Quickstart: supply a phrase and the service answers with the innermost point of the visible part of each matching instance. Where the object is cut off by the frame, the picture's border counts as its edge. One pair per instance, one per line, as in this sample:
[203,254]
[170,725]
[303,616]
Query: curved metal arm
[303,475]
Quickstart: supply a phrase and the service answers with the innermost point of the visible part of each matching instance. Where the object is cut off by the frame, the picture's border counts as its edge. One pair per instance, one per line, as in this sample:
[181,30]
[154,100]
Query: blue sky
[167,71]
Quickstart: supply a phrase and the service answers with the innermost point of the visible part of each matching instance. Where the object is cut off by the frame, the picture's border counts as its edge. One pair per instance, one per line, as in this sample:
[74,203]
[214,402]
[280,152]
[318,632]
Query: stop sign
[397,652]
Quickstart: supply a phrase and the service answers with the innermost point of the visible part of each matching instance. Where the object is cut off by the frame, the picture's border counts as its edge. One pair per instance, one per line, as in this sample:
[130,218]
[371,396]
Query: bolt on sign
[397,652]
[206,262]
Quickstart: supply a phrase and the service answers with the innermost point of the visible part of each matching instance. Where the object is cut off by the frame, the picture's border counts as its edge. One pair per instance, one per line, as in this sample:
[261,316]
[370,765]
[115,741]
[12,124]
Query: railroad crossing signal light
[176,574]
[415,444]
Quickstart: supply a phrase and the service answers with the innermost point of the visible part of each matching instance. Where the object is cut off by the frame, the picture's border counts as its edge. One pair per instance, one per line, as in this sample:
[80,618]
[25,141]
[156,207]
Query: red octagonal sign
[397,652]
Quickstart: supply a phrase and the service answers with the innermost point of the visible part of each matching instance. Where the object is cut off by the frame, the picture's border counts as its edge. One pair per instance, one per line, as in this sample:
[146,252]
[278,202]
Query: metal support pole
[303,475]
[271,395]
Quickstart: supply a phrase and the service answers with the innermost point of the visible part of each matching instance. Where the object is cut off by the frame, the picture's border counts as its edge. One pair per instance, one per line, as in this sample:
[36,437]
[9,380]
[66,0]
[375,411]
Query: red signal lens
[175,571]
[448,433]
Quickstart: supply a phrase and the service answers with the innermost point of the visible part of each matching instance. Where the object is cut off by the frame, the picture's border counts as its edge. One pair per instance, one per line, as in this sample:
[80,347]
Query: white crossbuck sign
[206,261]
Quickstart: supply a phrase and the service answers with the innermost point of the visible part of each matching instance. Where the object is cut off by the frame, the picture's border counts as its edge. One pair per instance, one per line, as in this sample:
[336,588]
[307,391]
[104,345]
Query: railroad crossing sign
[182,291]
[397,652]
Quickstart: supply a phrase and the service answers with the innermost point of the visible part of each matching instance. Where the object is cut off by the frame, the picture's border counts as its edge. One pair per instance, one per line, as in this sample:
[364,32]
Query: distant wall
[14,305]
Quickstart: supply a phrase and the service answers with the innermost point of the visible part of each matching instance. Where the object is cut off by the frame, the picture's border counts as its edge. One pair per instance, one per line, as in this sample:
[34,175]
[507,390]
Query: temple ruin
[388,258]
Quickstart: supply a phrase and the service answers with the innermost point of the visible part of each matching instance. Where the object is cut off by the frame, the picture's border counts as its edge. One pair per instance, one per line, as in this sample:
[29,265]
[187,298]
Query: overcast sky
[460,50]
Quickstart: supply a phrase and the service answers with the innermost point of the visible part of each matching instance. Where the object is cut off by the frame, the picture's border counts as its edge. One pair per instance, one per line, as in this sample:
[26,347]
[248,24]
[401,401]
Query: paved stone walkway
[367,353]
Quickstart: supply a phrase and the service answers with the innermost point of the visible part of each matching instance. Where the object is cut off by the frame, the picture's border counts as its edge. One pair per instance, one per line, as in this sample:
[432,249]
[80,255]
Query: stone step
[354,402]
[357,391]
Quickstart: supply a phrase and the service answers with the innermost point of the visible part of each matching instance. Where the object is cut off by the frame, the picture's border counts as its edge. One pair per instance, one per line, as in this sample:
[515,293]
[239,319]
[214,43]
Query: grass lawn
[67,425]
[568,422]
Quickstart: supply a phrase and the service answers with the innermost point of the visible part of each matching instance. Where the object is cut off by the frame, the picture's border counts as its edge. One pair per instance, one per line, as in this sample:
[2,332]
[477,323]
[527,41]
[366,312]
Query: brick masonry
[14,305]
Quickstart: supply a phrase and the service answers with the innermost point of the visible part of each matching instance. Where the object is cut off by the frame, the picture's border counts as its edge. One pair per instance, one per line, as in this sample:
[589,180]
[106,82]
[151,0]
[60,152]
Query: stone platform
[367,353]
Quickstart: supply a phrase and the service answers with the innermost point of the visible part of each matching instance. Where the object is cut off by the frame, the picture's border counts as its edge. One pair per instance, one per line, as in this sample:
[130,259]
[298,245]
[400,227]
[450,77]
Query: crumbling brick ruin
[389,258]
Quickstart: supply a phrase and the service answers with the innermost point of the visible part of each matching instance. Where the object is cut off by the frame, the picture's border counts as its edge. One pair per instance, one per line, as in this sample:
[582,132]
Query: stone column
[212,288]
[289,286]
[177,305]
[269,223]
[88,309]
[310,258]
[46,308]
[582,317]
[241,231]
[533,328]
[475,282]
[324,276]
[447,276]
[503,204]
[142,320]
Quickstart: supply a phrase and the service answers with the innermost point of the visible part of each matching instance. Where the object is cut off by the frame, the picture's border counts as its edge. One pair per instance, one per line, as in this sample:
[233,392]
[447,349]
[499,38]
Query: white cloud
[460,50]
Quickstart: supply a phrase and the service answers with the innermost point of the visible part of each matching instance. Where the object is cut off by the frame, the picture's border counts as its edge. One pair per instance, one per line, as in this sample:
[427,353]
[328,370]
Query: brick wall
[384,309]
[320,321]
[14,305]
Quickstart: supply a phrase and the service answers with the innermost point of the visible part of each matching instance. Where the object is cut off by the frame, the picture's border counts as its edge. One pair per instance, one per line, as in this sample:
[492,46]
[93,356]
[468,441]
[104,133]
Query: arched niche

⁂

__YOUR ASSIGNMENT__
An exact retyping of every line in the records is needed.

__SOLUTION FOR THIS PROBLEM__
Quickstart: supply a phrase and the service answers with the innermost point of the visible part of each matching instance. Where the object is cut off by the frame, the picture's border counts as its edge. One pair per instance, one per line, as in this sample:
[203,254]
[170,725]
[303,616]
Query: curved metal arm
[303,475]
Quickstart: supply a phrase and the service answers with the innermost point of the visible part of each matching instance. Where the object is cut off by the frame, the picture's border counts as its edge. One pair per instance, one per line, as in this sample:
[181,30]
[154,100]
Query: blue sky
[167,71]
Quickstart: supply a phrase and the service answers with the innermost point of the visible part of each matching instance. Where the object is cut off by the frame, the picture's border counts as its edge. One pair per instance, one per line, as in this sample:
[74,203]
[214,402]
[280,152]
[318,632]
Query: stop sign
[397,652]
Quickstart: supply a phrase and the service answers with the innermost point of the visible part of each matching instance. Where the object is cut off by the frame, the picture's border counts as its edge. One pair per instance, one per line, as in this sample:
[130,218]
[371,396]
Query: bolt on sign
[397,652]
[206,262]
Quickstart: supply a phrase and the service answers with the innermost point of the visible part of each matching instance. Where the object is cut off by the frame, the picture's border counts as its edge. One pair per instance, one per line, as in this sample:
[261,316]
[370,765]
[115,741]
[12,124]
Query: railroad crossing signal light
[176,574]
[415,444]
Quickstart: supply a phrase and the service answers with the innermost point of the visible part of each matching instance. Where the object is cut off by the frame, the picture's border counts as its edge. One pair per instance, one per line, as in this sample:
[80,618]
[25,141]
[156,207]
Query: red octagonal sign
[397,652]
Quickstart: supply a phrase and the service answers with the innermost point of the visible part of each matching instance. Where the object is cut off by the frame, the picture's border counts as its edge. One pair per instance, one per line, as in this sample:
[146,252]
[278,202]
Query: metal support pole
[303,475]
[271,395]
Quickstart: supply a phrase and the service answers with the innermost point of the visible part of each matching instance. Where the object is cut off by the frame, the picture's border counts as its edge. One pair per instance, one per line, as in this sample:
[36,437]
[9,380]
[66,0]
[375,411]
Query: red signal lens
[175,571]
[448,433]
Quickstart: supply a phrase and the service answers with the innermost point of the visible part of each matching instance. Where the object is cut off by the frame, the picture's border counts as its edge. One pair per instance, one per line, as in this sample:
[80,347]
Query: white crossbuck sign
[206,261]
Quickstart: supply a phrase and the service answers with the innermost point of the visible part of each matching instance. Where the object is cut off by the frame, the picture's border counts as its edge. One pair per instance, one per line, as in this sample:
[336,588]
[307,391]
[104,345]
Query: railroad crossing sign
[182,291]
[397,652]
Quickstart: supply a phrase and the service answers with the innermost point of the visible part of each matching instance. Where the object is cut off by the frame, the picture's border counts as its edge. One pair per instance, one per line, as in this sample:
[364,32]
Query: distant wall
[14,305]
Quickstart: supply a phrase and the service answers with the innermost point of the visible part of each matching instance. Where the object is cut off by the frame, the picture's border counts as its edge. One pair per instance, one per line, as in this sample:
[34,175]
[507,390]
Query: temple ruin
[388,258]
Quickstart: supply a phrase and the service answers with the innermost point of the visible part of each matching instance. Where the object is cut off by the frame, the picture's border counts as its edge. One pair per instance, one per line, as in this sample:
[29,265]
[187,298]
Query: overcast sky
[460,50]
Quickstart: supply a phrase and the service answers with the innermost point of the visible part of each matching instance. Where the object is cut off by the frame, the picture's border counts as its edge. One pair per instance, one per line, as in this sample:
[26,347]
[248,24]
[401,401]
Query: paved stone walkway
[367,353]
Quickstart: supply a phrase and the service answers with the innermost point of the visible part of each matching instance. Where the object is cut off by the frame, the picture's border counts as its edge. One pair per instance, one per line, as in this sample:
[432,249]
[80,255]
Query: stone step
[354,402]
[357,391]
Quickstart: supply a phrase and the service answers with the innermost point of the visible part of each matching instance. Where the object is cut off by the frame, the picture's border counts as its edge. One pair per instance, one per line, as in this sample:
[515,293]
[239,319]
[214,43]
Query: grass lawn
[67,425]
[568,422]
Quickstart: supply a phrase and the service answers with the innermost point of the visible part of each matching instance. Where the object is cut off by the frame, the picture's border counts as its edge. One pair per instance, one per line, as in this sample:
[2,332]
[477,323]
[527,41]
[366,312]
Query: brick masonry
[14,305]
Quickstart: supply a phrase and the service answers with the innermost point of the visible part of each matching instance. Where the object is cut off by the frame, the picture's border counts as its edge. One pair per instance, one per line, as in this sample:
[589,180]
[106,82]
[151,0]
[60,152]
Query: stone platform
[367,353]
Quickstart: supply a phrase and the service answers with the innermost point of the visible part of each matching instance. Where the object is cut off by the frame, the picture's border counts as its edge. One pair per instance, one per line, as in this sample:
[130,259]
[298,245]
[400,227]
[450,77]
Query: crumbling brick ruin
[389,258]
Quickstart: supply a phrase and the service answers with the innermost point of the visible part of each matching instance. Where the object is cut off by the frame, the picture's border counts as its edge. One pair per instance, one per line, as in this sample:
[582,132]
Query: stone column
[212,288]
[289,286]
[177,305]
[269,223]
[88,309]
[310,258]
[46,308]
[582,317]
[241,231]
[533,328]
[475,282]
[324,276]
[447,276]
[503,204]
[142,320]
Quickstart: supply a phrase and the service answers with the innermost point of the visible part of each matching instance. Where the object is cut off by the frame, the picture's border counts as its edge. One pair per instance, one per line, as in this sample:
[233,392]
[447,349]
[499,38]
Query: white cloud
[460,50]
Quickstart: supply a phrase and the service answers with the innermost point of the visible part of each matching instance. Where the object is cut off by the frame, the picture's border counts as its edge. One pair per instance, one per line, as in this sample:
[427,353]
[328,370]
Query: brick wall
[384,309]
[320,321]
[14,305]
Quickstart: supply a phrase and the service answers with the innermost point of the visible part of each matching instance. Where the object is cut off by the frame, the picture's border counts as its edge. One pair per instance, one per line, as in this sample:
[492,46]
[93,356]
[468,441]
[104,133]
Query: arched niche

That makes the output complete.